*Task description*:
Please show all lines of the records that include "shorts".

*Extracted information*:
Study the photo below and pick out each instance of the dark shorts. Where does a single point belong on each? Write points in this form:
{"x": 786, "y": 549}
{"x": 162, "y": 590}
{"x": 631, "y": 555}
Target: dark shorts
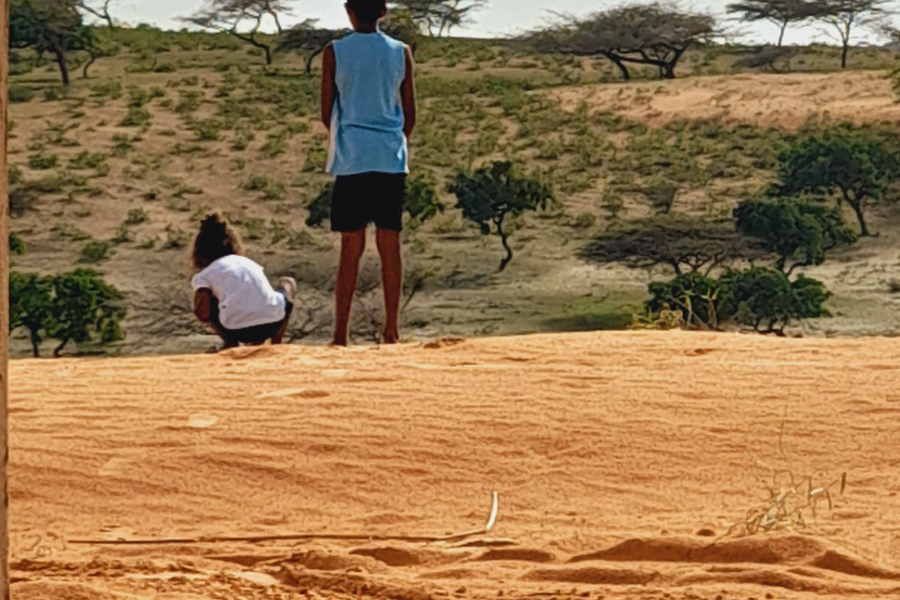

*Task result*:
Study the photo below and pick out each instance of the dark shorts. Where does a single point belong on each? Write points in this form:
Target: dark shorts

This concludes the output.